■ **To do**: Each record must be retyped in full. No character may differ.
================================
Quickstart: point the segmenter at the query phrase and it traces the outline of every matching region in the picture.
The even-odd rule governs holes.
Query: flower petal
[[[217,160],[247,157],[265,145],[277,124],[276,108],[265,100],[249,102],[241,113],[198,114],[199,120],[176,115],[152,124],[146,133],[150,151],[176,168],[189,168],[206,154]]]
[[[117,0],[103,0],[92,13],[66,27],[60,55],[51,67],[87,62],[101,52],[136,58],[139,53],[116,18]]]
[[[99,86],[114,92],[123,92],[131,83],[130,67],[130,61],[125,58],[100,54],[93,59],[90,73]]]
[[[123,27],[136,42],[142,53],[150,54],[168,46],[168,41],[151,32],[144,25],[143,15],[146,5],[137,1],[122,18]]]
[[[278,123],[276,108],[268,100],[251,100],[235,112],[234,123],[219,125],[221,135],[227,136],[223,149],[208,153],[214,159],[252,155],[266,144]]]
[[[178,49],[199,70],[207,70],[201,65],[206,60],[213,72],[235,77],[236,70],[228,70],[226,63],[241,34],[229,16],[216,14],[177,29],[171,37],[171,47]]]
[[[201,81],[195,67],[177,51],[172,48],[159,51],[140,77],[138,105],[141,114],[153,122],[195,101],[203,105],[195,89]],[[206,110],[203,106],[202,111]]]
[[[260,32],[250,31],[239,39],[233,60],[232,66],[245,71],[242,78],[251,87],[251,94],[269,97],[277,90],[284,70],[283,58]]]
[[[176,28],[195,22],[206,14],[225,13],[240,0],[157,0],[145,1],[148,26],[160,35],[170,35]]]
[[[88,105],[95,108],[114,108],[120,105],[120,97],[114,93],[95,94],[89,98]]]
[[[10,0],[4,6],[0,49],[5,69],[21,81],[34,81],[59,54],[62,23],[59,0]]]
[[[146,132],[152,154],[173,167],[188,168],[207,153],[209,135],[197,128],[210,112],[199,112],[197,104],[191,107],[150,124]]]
================================
■ **Exercise result**:
Quickstart: point the segmenter at the query phrase and it traces the outline of every matching region in the picture.
The even-odd rule governs holes.
Query: flower petal
[[[217,160],[247,157],[265,145],[277,124],[276,108],[265,100],[249,102],[241,113],[198,114],[199,120],[176,115],[152,124],[146,133],[150,151],[176,168],[189,168],[206,154]]]
[[[117,0],[103,0],[92,13],[66,27],[60,55],[51,67],[87,62],[101,52],[136,58],[139,53],[116,18]]]
[[[99,86],[114,92],[123,92],[131,83],[130,67],[130,61],[125,58],[100,54],[93,59],[90,73]]]
[[[123,27],[136,42],[142,53],[150,54],[168,46],[168,41],[151,32],[144,25],[143,15],[146,5],[137,1],[122,18]]]
[[[278,123],[276,108],[268,100],[251,100],[235,112],[234,123],[219,125],[221,135],[227,136],[223,149],[208,153],[214,159],[252,155],[266,144]]]
[[[178,49],[199,70],[207,70],[201,65],[206,60],[213,72],[235,77],[236,70],[228,70],[226,63],[241,34],[229,16],[216,14],[177,29],[171,37],[171,47]]]
[[[201,81],[195,67],[177,51],[172,48],[159,51],[140,77],[138,105],[141,114],[153,122],[195,101],[203,105],[195,89]],[[206,110],[203,106],[202,111]]]
[[[260,32],[250,31],[239,39],[233,60],[232,66],[245,71],[242,78],[251,87],[251,94],[269,97],[277,90],[284,70],[283,58]]]
[[[176,28],[195,22],[206,14],[225,13],[240,0],[157,0],[145,1],[148,26],[160,35],[170,35]]]
[[[88,105],[95,108],[114,108],[120,105],[120,97],[114,93],[95,94],[89,98]]]
[[[10,0],[4,6],[0,49],[5,69],[21,81],[34,81],[59,54],[62,23],[59,0]]]
[[[146,132],[152,154],[173,167],[188,168],[207,153],[209,135],[197,128],[210,112],[199,112],[197,104],[191,107],[150,124]]]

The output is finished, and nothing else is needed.